Data provided:
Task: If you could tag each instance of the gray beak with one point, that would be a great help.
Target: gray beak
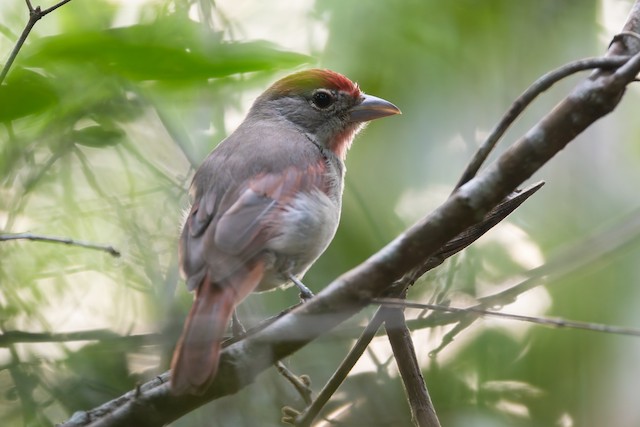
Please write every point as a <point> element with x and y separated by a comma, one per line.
<point>371,108</point>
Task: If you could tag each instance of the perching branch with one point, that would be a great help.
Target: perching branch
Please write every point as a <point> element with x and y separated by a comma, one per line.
<point>452,247</point>
<point>152,404</point>
<point>35,14</point>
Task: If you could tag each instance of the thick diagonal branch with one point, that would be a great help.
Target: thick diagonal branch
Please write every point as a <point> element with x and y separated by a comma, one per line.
<point>241,362</point>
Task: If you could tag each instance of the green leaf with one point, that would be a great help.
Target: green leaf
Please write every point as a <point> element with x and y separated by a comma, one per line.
<point>168,49</point>
<point>25,92</point>
<point>97,136</point>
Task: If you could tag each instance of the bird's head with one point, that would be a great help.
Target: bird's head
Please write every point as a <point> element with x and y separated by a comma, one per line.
<point>328,107</point>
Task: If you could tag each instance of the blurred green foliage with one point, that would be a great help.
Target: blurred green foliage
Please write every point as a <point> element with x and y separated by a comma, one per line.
<point>111,105</point>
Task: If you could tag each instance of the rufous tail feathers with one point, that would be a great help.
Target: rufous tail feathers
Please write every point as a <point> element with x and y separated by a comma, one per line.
<point>195,359</point>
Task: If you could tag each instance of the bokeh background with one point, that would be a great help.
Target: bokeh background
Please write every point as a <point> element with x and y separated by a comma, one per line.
<point>111,104</point>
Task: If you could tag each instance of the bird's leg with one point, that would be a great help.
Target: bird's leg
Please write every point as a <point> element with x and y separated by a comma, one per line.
<point>305,293</point>
<point>236,327</point>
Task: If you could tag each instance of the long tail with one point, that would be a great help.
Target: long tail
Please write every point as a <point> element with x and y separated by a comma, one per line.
<point>195,359</point>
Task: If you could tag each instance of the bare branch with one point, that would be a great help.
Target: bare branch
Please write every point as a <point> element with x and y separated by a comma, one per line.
<point>35,14</point>
<point>63,240</point>
<point>9,338</point>
<point>153,404</point>
<point>475,312</point>
<point>524,100</point>
<point>423,413</point>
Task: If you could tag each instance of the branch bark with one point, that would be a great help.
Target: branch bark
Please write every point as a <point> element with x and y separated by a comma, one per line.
<point>422,412</point>
<point>152,404</point>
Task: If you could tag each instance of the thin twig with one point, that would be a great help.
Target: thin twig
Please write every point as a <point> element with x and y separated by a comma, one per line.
<point>241,362</point>
<point>9,338</point>
<point>523,101</point>
<point>423,413</point>
<point>306,418</point>
<point>35,14</point>
<point>64,240</point>
<point>455,245</point>
<point>559,323</point>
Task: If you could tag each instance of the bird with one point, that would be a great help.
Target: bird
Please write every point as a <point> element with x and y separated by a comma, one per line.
<point>266,204</point>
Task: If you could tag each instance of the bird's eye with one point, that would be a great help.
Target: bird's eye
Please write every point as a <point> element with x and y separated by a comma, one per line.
<point>322,99</point>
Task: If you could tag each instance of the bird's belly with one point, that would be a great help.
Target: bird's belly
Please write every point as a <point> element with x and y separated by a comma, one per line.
<point>303,230</point>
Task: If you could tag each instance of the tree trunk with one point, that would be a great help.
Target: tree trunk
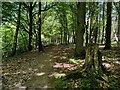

Instructions to follow: Locate every line in the rows above that contains the string "twig" and copy each one out in full. Match the case exactly.

Finished exercise:
Task: If you could tag each instance of the thin twig with one point, that would be a great help.
Target: thin twig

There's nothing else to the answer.